*** EXERCISE INPUT Section Begins ***

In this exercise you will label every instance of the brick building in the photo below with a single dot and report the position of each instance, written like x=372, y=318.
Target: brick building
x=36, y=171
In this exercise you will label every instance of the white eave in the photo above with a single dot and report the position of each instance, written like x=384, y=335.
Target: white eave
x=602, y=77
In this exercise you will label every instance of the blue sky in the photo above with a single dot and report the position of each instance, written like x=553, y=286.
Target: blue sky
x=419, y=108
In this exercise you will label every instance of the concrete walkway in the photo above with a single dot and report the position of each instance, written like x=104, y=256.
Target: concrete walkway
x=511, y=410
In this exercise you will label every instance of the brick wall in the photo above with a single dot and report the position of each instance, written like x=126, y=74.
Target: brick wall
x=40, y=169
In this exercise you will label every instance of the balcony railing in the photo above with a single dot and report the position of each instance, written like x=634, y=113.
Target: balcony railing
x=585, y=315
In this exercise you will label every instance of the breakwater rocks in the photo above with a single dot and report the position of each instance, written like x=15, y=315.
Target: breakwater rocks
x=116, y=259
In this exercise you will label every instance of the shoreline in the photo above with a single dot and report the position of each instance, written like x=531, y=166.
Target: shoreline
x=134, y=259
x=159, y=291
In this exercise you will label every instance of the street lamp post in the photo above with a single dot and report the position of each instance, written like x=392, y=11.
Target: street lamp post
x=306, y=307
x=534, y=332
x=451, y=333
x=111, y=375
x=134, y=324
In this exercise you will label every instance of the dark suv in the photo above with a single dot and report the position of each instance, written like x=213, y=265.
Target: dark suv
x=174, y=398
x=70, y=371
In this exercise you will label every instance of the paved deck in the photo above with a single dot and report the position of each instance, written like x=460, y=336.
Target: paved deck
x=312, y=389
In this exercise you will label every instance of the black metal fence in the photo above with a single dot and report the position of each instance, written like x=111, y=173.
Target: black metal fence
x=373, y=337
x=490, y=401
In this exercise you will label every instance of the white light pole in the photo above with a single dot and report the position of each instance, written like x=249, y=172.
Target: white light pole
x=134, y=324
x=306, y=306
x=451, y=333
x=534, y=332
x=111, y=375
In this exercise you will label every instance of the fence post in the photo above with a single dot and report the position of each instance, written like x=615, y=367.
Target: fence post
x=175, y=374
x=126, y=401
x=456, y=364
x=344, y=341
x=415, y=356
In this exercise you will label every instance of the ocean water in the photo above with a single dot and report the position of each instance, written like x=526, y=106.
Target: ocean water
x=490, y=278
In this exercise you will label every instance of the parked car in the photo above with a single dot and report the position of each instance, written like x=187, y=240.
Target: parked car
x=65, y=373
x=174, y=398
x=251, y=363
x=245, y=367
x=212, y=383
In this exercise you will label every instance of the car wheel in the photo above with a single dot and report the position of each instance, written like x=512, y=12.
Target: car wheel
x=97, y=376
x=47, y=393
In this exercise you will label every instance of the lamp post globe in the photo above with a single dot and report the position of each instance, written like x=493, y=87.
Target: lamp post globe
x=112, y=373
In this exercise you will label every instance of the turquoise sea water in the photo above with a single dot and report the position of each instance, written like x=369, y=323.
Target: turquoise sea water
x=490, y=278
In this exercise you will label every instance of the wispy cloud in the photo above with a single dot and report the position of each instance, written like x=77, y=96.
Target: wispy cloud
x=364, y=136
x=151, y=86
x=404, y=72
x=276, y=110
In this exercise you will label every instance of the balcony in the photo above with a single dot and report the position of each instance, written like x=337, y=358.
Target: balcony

*** EXERCISE INPUT Section Ends ***

The data should be written out again in full, exactly as it stands.

§ OUTPUT FOR THIS TASK:
In this exercise you will label every instance of the brick building in the photo below with a single dot and report the position of each instance, written like x=372, y=318.
Target: brick building
x=36, y=171
In this exercise you will label every instance of the white eave in the photo above with a single dot and report the position of each instance, written like x=384, y=335.
Target: white eave
x=602, y=77
In this exercise you will label every instance of the blue sky in the photo above with a single dot and report the position of each instance, written like x=553, y=286.
Target: blue sky
x=419, y=108
In this exercise you will label every instance of the concrete walkway in the photo above with a single dot and report the position of each instance, written like x=104, y=256.
Target: concrete walkway
x=511, y=410
In this exercise you will label every instance of the brick wall in the photo above with a single dot and report the position of each instance, written like x=126, y=74.
Target: brick wall
x=40, y=169
In this exercise you will label every instance of the balcony railing in the photo above with a single dot and report the position of each instance, written like x=634, y=113.
Target: balcony railing
x=585, y=315
In this exercise you will label every instance of the breakwater rocks in the photo above with a single dot and report the position of each instance, written like x=15, y=315.
Target: breakwater rocks
x=116, y=259
In this exercise you will label every instance of the shoreline in the photo above with a single dot and report the position of each instance, written like x=531, y=166.
Target: shoreline
x=134, y=259
x=159, y=291
In this exercise you will label every instance of the street lamp post in the photo above with a single dot and report the position of each instance, written like x=392, y=11.
Target: street lamp post
x=306, y=307
x=534, y=332
x=451, y=333
x=111, y=375
x=134, y=324
In this exercise you will label every instance of the dark suv in the photo above with a single dot and report the position of each instance, written like x=213, y=265.
Target: dark suv
x=174, y=398
x=70, y=371
In this exercise you will label every instance of the paved deck in the photo above with a single dot and report the position of each instance, written like x=460, y=336.
Target: paved deck
x=312, y=389
In this exercise you will label every instance of the black metal fence in the photo above with a single dot and report the position of each instance, written like x=111, y=173.
Target: black metal fence
x=373, y=337
x=490, y=401
In this exercise you will label every instance of the white light pole in the photo above with a single dot and report the position of each instance, written like x=249, y=172.
Target: white light pole
x=134, y=324
x=306, y=306
x=451, y=333
x=534, y=332
x=111, y=375
In this exercise you will label every instance of the fence post in the photo above with a single dot and report the position of each instance, written like x=615, y=367.
Target: fence post
x=175, y=374
x=126, y=401
x=456, y=364
x=344, y=341
x=415, y=356
In this exercise you will label every instance of the ocean water in the photo above with a single dot and report the position of each instance, written like x=526, y=106.
Target: ocean water
x=490, y=278
In this exercise you will label every instance of the parked car in the photo above with a single dot and report the position of each instance, written like x=187, y=240.
Target: parked car
x=65, y=373
x=174, y=398
x=251, y=363
x=245, y=367
x=212, y=383
In this exercise you will label every instance of the car wheel in the photo above with a single dot and report the position of each instance, written like x=512, y=12.
Target: car wheel
x=97, y=376
x=47, y=393
In this exercise you will label every instance of the lamp post globe in the photo above with a single dot and report the position of each instance, written like x=493, y=87.
Target: lamp post globe
x=112, y=373
In this exercise you will label every instance of the turquoise sea water in the photo above with a single dot and report the position of each instance, written like x=369, y=323.
Target: turquoise sea water
x=490, y=278
In this exercise you will label every instance of the wispy cloud in the photo above with a single dot and report the position of each instance, written like x=77, y=96.
Target: wispy cloud
x=364, y=136
x=151, y=86
x=404, y=72
x=276, y=110
In this exercise you will label every instance of the balcony in the photo above with a single dot and report the position of each instance, written like x=337, y=358.
Target: balcony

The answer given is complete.